* DOCUMENT SECTION
= = =

Movie Info
Movie Name: The Horse Soldiers
Studio: The Mirisch Corporation
Genre(s): Western/War/Action/Adventure
Release Date(s): June 17, 1959 (Premiere)/July 1959 (US)
MPAA Rating: Not Rated
The Civil War is ranging, and Colonel John Marlowe (John Wayne) has been given a covert assignment with his soldiers to enter the South and disrupt their supply chains while covertly cutting a path through the land. Marlowe finds himself forced to bring a medical doctor named Major Henry Kendall (William Holden) who has opinions on Marlowe’s technique and goals. Marlowe is forced to take a Southern woman named Miss Hannah Hunter (Constance Towers) as a prisoner to prevent her from revealing the soldier’s assignment and continues to pound south. The Confederacy is catching up to Marlowe and his soldiers…can they make it out alive?
Directed by John Ford, The Horse Soldiers is a Civil War adventure film. The movie adapts the 1956 novel by Harold Sinclair. It received positive reviews but was considered a commercial failure.
I never had a John Wayne love. I always found his movies stodgy and predictable. While The Horse Soldiers fits into this mold, the movie does has its moments and some interesting history tied to it.
The movie is loosely based on Grierson’s Raid (April 17, 1863-May 2, 1863) which included the Battle of Newton’s Station (April 24, 1863). The movie and the book it was based on was fictionalized and the story isn’t historically accurate but just borrows some events. The film has a weird uneven nature where it can’t seem to figure out if the movie is about the butting of heads between Marlowe and Kendell, the war, or Miss Hunter. It has a cheesy forced “romance” thrown in between Wayne and Towers (when it feels like script-wise it should have been Holden). The movie also ends before it was supposed to due to the death of a stuntman named Fred Kennedy and plans to show Marlowe in Baton Rouge were scrapped.

= = =

* DATASET RECORDS
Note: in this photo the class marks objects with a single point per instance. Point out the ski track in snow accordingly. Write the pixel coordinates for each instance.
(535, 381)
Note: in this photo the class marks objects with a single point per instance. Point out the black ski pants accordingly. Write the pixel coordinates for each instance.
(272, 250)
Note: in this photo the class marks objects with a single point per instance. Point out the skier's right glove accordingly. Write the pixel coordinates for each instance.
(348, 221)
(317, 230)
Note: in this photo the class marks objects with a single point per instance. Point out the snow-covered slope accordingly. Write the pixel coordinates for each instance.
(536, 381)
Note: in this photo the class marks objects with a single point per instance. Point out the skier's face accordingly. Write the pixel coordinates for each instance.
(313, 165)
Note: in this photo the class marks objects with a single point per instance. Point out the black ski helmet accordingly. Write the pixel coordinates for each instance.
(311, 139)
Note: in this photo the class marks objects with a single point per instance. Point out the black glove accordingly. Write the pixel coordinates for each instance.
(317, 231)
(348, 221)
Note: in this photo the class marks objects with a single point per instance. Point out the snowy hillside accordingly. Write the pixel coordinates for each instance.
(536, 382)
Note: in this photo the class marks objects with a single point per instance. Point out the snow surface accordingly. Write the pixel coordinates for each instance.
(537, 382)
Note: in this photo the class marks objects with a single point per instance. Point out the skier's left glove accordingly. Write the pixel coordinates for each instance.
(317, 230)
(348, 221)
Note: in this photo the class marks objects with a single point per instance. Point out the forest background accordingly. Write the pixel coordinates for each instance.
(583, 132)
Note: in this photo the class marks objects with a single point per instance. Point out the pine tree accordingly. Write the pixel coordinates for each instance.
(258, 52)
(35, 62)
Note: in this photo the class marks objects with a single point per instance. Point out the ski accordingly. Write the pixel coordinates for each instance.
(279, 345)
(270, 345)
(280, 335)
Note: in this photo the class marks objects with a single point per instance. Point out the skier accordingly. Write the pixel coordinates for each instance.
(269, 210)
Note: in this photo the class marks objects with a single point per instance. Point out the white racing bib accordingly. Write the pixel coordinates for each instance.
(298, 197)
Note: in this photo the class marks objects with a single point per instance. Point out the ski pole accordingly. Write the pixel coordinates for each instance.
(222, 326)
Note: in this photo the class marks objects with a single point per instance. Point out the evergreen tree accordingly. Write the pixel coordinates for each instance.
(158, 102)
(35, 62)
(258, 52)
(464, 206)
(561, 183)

= = =

* EXERCISES
1. In the review of The Horse Soldiers, what historical event is the movie loosely based on?
2. Continue the review of The Horse Soldiers from where it stops.

* ANSWERS BY TASK
1. Grierson's Raid (April 17, 1863–May 2, 1863), which included the Battle of Newton's Station.

2.
There is decent chemistry between Wayne and Holden when they are adversaries, but there is no chemistry between Wayne and Towers…which makes the “I’m in love with you” declaration all the more funny and inappropriate. Tennis player Althea Gibson takes on the role of Tower’s slave Lukey and surprisingly was able to push to get the script modified (somewhat) to change the cliché slave dialect of character.
The movie does look pretty good. I do prefer Wayne’s Western settings, but the style and look of the film does have a bit of that southern feel. It was shot on location around Louisiana and Mississippi.
The Horse Soldiers is what you’d expect from a John Wayne movie. I prefer the Civil War setting to a World War II movie, but it always feels like you could drop John Wayne in any location, any time, and he’d still be the same actor and character. If you are a fan of Wayne, the movie is one of his better films (simply on production quality), and John Ford always makes an interesting picture. March onward with The Horse Soldiers!